**PROVIDED TEXT**
I work in IT for a large Oil and Gas Pipeline company in Canada. Its pretty great, awesome corporate culture, amazing benefits and the nature of our work allows me to travel and see a lot of great places that you wouldn't normally travel to, often via chopper which is also fun.
i have an uncle that worked in the oil/gas industry. something with engineering i think but he was always traveling and moved to so many different states. i've always been terribly jealous of anyone who gets to travel regularly for work. at my last job i'd get to go to Mexico and North Carolina, but after 5 trips to each it gets old fast haha
My current job I was hesitant to apply for because I knew nothing about Sales Tax and never worked with it before. Turned out that that didn't really matter because my boss and I kinda hit it off and he felt that I'd be able to learn it over time. I would think most other jobs are like this as well. Ummm it's not tax free cash... How's the industry affected y'all? I worked for a small O&G company until last year and got laid off when the O&G market shit the bed hard.
Its been pretty rough, although the mid-stream companies like us haven't been hit as hard as the producers since a lot of our stuff is based on long term contracts but we did have a bunch of layoffs. Luckily my job is pretty unique and I'm one of only a few guys doing it so the chances of it affecting me personally are pretty low.
Glad to hear! At the time I was pretty devastated because in the span of 3 days I went from finding out we were pregnant with our first child(on my birthday no less) to being unemployed. I'm at a way better job now though and really couldn't have gotten more lucky.
I think people would be surprised at how much relationships mean more than experience when landing a job. If people LIKE you, you have a much better chance of getting the job than someone who is more experienced, but maybe not as personable. Corporations/companies/organizations are big on culture and fit and feel they can mold likable/personable people into however they need them to fit in. Relationships are everything when it comes to jobs, in my opinion. (Unless we're talking about brain surgeons or something).
I'm about to start in the underwriting department at an insurance company. My entire career until now has been in the public sector, so I'm looking forward to the change.

(Saved entries)
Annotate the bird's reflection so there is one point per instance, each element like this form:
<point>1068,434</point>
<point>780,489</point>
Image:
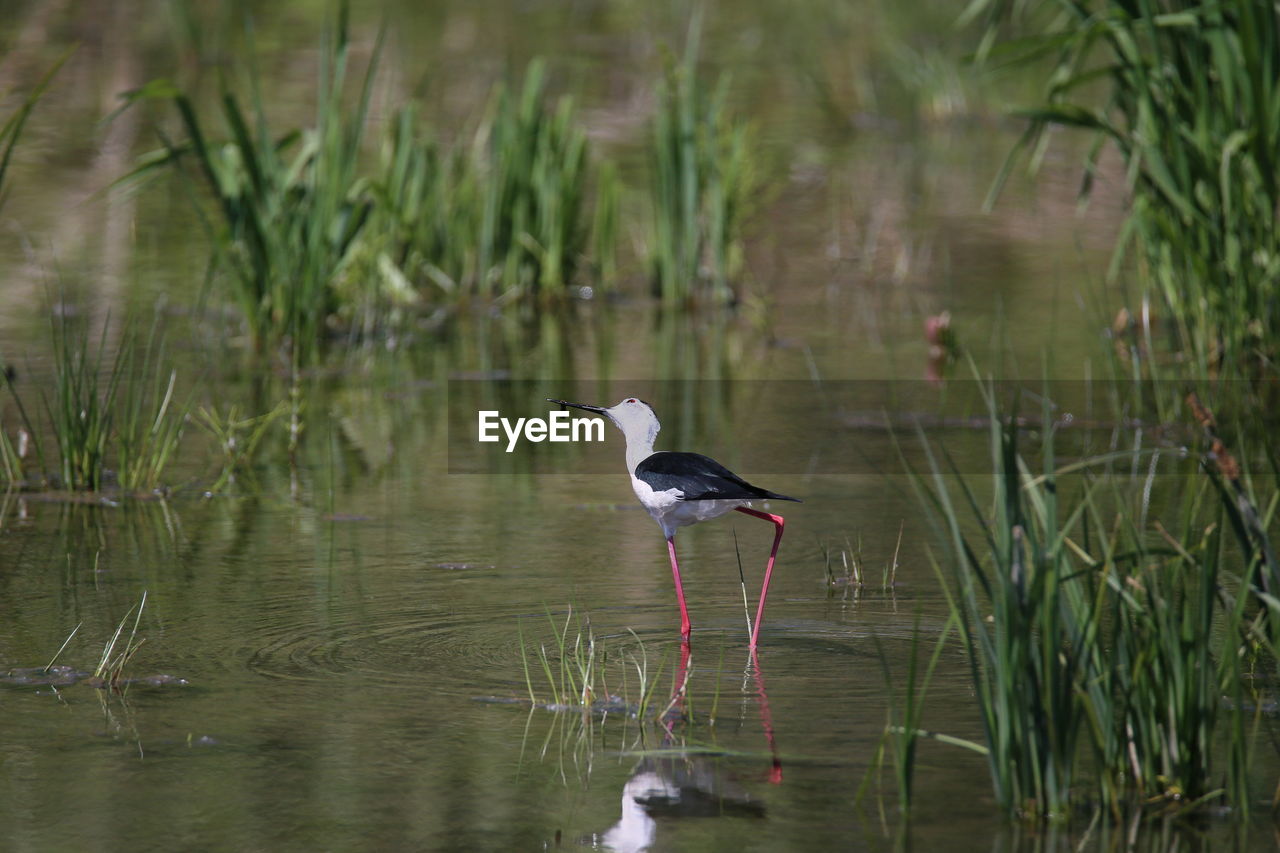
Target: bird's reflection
<point>688,784</point>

**ACTION ITEM**
Extend the job discussion from where it stops. The saved entries are separate material with no connection to the job discussion.

**RESULT OF THIS TASK**
I'm a medical transcriptionist. Been doing it for around 5 years and it's whatever. Not my dream job at all, but the hours are good and my company is good to work for (I can take as many days off as I want....don't get PTO but it's nice not having to work any holidays. I also get every weekend off which is amazing).
I play in a bar band for cash on the side. Just play your typical covers, but I drink for free and get paid decent, it's not a bad deal.
I don't but my dad and brother both umpire baseball and ref basketball. They make good money doing so, too.
Same thing haha. My body is moving but I'm dead inside. There's a smiley because that came off dark af.
I have a Risk degree and have always thought about Underwriting but am still not sure. Is this what you did for the public sector?
It's not, it's actually completely different than anything else I've done. There's a lot of training involved which I'll definitely need. I'll let you know how I like it.
I write Android apps like the ones on the Google Play store, for a company. It can be an interesting job at times but honestly it feels like just a higher paying form of mindless labor. I hope that one day I can pursue my dreams (Music and/or gaming), luckily my gf supports me.
I am a software engineer for a commercial real estate startup in NYC, where I work with extremely nice and smart people on extremely boring things. Lately, I've been considering taking a remote position with a consulting firm I used to work with in order to have more free time to pursue music business/journalism (which is what I wanted to do to begin with, but moving to NYC isn't exactly cheap, so I chose the path that made immediate dollars instead).